--- FRAGMENTO DEL TEXTO ---
==============================

Semejante afán constructor ha estado siempre rodeado de un halo de misterio y, especialmente en las últimas décadas, multitud de trabajos han pretendido ver en estos prodigios del saber y la fe de la Edad Media, y en la aparición supuestamente repentina del estilo gótico, una demostración física y palpable del conocimiento esotérico de templarios o alquimistas. Sin embargo, buena parte de esta bibliografía dedicada a analizar el supuesto hermetismo de los templos medievales –y más especialmente de las catedrales góticas– suele contener numerosos errores. Entre ellos, uno de los más repetidos asegura que buena parte de las catedrales góticas, así como la creación de este estilo arquitectónico, tienen su origen en los caballeros templarios.
En realidad, si a alguien debemos el surgimiento del gótico es a Suger, abad de Saint-Denis, y es seguro que los célebres caballeros poco tuvieron que ver con la edificación de estos hermosos e impresionantes templos. ¿Significa esto que dichas creaciones medievales carecen de enigmas? Más bien el contrario. Ciertamente, los constructores medievales, auténticos creadores de estos complejos y sorprendentes «rascacielos», insuflaron en sus obras toda una serie de conocimientos y mensajes que podemos calificar de esotéricos sin que, por otra parte, ello implique que tales ideas resultasen heréticas o contrarias a las doctrinas de la Iglesia. Desde la concepción del edificio en un plano, pasando por su orientación o el trazado de su planta, todos y cada uno de los elementos de una catedral o una iglesia eran planteados cuidadosamente siguiendo unos esquemas cargados de simbolismo y de un conocimiento que en buena medida se había heredado de la antigüedad.

==============================

--- TAREA REQUERIDA A ---
Según el texto sobre las catedrales góticas, ¿a quién debemos el surgimiento del gótico?
--- TAREA REQUERIDA B ---
Transcribe sin cambios, del texto sobre las catedrales góticas, el tramo que va desde "Semejante afán constructor" hasta "los caballeros templarios.".

--- DATOS ALMACENADOS ---
==============================

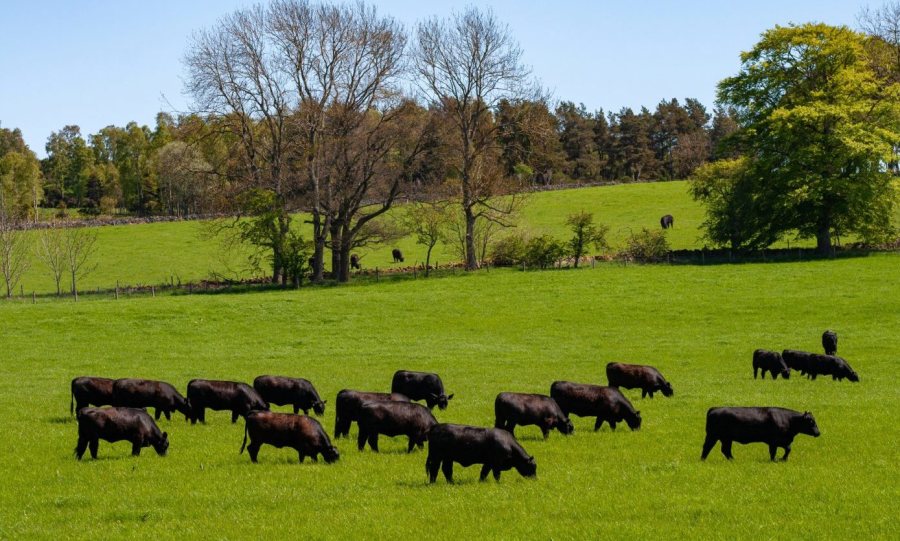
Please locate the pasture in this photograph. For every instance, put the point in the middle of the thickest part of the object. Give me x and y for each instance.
(485, 332)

==============================

--- RESULTADO CORRECTO A ---
A Suger, abad de Saint-Denis.

--- RESULTADO CORRECTO B ---
Semejante afán constructor ha estado siempre rodeado de un halo de misterio y, especialmente en las últimas décadas, multitud de trabajos han pretendido ver en estos prodigios del saber y la fe de la Edad Media, y en la aparición supuestamente repentina del estilo gótico, una demostración física y palpable del conocimiento esotérico de templarios o alquimistas. Sin embargo, buena parte de esta bibliografía dedicada a analizar el supuesto hermetismo de los templos medievales –y más especialmente de las catedrales góticas– suele contener numerosos errores. Entre ellos, uno de los más repetidos asegura que buena parte de las catedrales góticas, así como la creación de este estilo arquitectónico, tienen su origen en los caballeros templarios.